(EXCERPTED TEXT)
Connectivity Issues across accounts and devices

Incident Report for monday.com

Postmortem

Report on a Resolved System Downtime on Jan 29, 2020

This past Wednesday, we encountered a severe system outage. The monday.com platform was down for two hours and twenty minutes (Jan 29, 2020 - 17:42 UTC - Jan 29, 2020 - 20:03 UTC). During the downtime, while we worked relentlessly to resolve the issue, you couldn’t access your monday.com account.

We realize that you expect monday.com to be always available for your business, and we sincerely apologize for the inconvenience that this incident caused you and your team.

Your trust in us is our top priority and we believe you deserve full transparency as to our findings. Therefore, we take this opportunity to provide you with the details regarding this incident, as we currently understand them. Our investigation is ongoing, and we will provide updated information in the future.

What Happened?

One of our main databases encountered an unusual error that resulted in degraded performance that hindered consistent platform availability. The automatic switch to a different database (located in a different geographical availability zone) didn’t function as expected. Thus, we had to switch to a different instance of the database and validate its stability, a process which took time.

What’s Next?

We’re investigating the root cause of this failure together with our third party cloud computing service provider in order to fully understand it and accordingly, take preventative measures to avoid recurrence. In addition, our team has already begun an internal and extensive retrospective, to learn from this incident and to ensure, to the best of our ability, that it will not happen again.

(RAW RECORDS)

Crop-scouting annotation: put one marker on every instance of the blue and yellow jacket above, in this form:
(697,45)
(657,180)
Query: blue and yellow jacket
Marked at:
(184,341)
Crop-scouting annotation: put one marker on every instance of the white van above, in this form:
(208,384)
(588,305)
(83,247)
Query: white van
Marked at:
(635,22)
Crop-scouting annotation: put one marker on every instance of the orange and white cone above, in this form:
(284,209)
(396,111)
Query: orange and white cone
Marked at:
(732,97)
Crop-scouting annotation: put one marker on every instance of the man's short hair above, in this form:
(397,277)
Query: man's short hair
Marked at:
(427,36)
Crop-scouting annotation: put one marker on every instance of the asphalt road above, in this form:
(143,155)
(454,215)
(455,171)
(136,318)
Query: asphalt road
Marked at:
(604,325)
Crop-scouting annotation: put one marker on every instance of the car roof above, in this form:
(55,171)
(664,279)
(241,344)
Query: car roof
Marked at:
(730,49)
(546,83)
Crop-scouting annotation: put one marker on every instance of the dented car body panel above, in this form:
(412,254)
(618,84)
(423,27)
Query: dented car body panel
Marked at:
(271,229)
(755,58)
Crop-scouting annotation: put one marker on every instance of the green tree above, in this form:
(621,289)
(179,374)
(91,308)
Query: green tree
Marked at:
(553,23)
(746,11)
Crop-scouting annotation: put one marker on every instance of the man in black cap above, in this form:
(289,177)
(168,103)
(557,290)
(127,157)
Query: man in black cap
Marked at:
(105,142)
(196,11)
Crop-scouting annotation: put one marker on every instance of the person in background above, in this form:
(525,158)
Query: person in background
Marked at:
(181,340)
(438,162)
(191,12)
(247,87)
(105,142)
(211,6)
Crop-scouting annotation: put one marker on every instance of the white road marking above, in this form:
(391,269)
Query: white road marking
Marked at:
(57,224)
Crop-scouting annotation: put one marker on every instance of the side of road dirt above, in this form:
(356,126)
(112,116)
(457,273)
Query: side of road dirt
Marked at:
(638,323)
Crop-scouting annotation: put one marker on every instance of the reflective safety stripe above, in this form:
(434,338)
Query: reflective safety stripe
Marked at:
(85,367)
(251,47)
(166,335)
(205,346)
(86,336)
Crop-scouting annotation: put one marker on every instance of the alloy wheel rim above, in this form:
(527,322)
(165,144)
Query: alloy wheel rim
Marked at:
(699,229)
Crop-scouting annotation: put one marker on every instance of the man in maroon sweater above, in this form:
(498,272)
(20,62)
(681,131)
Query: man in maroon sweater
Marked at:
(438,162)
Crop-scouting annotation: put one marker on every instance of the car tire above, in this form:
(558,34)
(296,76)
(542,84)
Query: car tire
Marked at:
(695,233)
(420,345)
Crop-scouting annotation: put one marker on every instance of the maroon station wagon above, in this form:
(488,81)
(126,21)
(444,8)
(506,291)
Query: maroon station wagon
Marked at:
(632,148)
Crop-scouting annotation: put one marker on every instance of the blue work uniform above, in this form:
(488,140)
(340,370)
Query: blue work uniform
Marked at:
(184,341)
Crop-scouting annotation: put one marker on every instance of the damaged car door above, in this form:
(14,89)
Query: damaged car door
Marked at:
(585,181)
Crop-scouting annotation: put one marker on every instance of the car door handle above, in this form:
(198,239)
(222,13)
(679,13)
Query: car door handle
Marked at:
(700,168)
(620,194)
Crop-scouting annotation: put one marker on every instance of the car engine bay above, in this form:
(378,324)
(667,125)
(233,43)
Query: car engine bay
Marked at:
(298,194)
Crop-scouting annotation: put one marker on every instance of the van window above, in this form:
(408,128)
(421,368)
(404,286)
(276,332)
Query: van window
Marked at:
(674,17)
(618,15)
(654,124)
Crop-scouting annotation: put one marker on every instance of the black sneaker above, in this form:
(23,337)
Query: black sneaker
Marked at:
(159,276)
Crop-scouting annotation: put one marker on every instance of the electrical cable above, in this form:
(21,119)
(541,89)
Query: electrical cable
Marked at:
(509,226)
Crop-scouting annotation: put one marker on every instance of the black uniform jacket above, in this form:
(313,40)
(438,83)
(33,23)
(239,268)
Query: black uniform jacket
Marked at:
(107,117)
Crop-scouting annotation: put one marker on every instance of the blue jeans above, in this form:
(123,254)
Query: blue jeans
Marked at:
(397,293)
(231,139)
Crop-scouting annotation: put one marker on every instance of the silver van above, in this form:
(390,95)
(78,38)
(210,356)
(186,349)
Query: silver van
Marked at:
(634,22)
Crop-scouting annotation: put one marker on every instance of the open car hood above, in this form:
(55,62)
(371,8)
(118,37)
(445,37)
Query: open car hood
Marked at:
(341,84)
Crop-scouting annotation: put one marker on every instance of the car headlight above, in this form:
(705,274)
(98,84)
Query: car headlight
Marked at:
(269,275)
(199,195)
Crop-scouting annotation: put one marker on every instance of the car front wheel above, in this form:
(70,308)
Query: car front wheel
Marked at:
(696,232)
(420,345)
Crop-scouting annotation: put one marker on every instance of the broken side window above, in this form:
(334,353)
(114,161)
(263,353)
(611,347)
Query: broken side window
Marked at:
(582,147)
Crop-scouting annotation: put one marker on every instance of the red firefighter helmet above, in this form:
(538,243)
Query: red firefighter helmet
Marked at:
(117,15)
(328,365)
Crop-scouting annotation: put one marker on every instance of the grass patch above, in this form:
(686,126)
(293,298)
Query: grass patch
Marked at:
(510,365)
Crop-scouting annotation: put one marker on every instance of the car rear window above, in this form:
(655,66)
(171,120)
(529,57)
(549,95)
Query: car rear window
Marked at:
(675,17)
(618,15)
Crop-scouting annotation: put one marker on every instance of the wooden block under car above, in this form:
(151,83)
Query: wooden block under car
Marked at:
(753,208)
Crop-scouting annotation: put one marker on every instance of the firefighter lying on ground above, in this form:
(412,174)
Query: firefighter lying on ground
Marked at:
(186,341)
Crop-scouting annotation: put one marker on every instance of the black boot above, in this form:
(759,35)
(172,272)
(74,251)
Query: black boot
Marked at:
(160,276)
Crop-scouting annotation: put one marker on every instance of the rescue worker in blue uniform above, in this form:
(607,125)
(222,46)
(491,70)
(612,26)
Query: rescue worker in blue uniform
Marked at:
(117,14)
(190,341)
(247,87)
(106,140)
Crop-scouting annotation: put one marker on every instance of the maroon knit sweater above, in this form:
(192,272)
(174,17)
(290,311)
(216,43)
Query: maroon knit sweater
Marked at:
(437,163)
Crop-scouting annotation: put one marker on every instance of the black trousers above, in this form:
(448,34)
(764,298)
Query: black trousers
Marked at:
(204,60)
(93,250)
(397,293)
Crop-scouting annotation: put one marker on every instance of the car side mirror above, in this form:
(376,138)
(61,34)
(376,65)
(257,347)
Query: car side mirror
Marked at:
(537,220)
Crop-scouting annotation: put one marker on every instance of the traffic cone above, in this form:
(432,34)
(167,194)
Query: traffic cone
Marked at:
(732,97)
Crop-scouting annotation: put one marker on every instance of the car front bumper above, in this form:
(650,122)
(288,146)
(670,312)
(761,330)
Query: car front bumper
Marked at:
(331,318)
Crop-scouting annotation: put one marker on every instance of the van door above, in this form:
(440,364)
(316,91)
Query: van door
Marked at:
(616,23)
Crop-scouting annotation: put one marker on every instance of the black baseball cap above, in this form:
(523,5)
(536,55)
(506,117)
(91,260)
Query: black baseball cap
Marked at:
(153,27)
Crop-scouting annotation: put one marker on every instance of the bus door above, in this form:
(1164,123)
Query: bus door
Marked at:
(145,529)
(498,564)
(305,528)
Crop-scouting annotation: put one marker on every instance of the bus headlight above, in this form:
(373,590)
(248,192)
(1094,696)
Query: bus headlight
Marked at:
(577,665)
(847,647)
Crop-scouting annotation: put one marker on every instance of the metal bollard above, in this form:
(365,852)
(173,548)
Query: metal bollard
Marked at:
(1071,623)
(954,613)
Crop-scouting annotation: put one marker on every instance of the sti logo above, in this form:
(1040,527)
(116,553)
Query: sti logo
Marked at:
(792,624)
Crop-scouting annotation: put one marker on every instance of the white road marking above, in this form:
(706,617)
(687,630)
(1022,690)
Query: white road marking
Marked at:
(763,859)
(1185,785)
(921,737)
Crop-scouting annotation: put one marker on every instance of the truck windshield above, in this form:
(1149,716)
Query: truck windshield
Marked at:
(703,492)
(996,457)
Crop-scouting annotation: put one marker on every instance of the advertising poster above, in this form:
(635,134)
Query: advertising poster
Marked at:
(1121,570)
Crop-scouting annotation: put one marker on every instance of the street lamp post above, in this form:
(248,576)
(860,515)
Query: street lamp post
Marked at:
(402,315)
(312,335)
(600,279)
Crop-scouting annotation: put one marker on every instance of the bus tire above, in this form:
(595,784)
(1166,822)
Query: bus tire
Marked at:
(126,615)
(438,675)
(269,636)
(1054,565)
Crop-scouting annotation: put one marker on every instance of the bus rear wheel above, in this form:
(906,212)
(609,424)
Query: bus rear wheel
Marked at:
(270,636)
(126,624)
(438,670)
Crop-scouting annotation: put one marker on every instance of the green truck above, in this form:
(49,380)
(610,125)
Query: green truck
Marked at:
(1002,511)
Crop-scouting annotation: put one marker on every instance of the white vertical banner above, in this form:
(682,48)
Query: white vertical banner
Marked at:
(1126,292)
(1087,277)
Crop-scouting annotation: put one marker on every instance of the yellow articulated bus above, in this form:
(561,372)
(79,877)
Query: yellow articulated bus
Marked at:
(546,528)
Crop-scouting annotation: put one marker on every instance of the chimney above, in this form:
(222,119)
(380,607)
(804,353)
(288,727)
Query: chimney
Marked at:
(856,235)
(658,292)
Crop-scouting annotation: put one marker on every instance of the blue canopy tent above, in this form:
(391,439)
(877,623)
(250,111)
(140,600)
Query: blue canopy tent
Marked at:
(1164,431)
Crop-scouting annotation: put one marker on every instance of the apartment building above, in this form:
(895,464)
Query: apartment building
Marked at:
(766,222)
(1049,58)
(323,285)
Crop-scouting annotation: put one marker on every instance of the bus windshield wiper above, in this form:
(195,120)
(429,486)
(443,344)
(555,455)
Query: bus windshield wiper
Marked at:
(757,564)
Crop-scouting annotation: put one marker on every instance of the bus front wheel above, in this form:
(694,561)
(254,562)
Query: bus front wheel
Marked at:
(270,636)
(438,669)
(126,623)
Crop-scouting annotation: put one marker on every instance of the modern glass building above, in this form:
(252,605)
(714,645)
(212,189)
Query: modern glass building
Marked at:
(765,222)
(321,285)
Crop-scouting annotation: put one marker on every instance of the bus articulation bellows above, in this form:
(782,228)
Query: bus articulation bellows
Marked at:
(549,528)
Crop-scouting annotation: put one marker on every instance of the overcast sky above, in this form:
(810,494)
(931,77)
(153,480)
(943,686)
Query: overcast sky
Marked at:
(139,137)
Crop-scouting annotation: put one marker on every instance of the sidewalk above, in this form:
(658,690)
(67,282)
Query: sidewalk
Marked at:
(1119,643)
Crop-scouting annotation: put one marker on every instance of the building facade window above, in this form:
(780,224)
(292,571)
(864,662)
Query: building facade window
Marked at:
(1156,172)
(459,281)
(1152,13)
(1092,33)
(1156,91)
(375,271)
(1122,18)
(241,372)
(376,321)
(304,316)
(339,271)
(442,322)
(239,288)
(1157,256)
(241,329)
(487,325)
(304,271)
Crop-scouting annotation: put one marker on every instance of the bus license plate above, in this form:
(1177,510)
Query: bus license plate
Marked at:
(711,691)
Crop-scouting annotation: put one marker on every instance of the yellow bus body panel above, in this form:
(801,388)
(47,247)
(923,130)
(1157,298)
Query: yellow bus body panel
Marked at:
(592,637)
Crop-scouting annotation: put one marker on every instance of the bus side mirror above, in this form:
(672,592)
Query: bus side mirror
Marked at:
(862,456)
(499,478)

(SHORT PROBLEM 1) For each statement about the monday.com incident report, answer yes or no and quote the words from the report that decide it. (a) The platform was unavailable for two hours and twenty minutes. (b) The automatic switch to another database worked as intended. (c) The investigation into the incident has been completed.
(SHORT PROBLEM 2) Please identify every line of the entries that contains the word "vertical", and copy each one out in full.
The text and the entries have nothing to do with each other.

(EXERCISE ANSWER 1)
(a) Yes: "The monday.com platform was down for two hours and twenty minutes"
(b) No: "The automatic switch to a different database (located in a different geographical availability zone) didn’t function as expected."
(c) No: "Our investigation is ongoing"

(EXERCISE ANSWER 2)
Crop-scouting annotation: put one marker on every instance of the white vertical banner above, in this form:
Query: white vertical banner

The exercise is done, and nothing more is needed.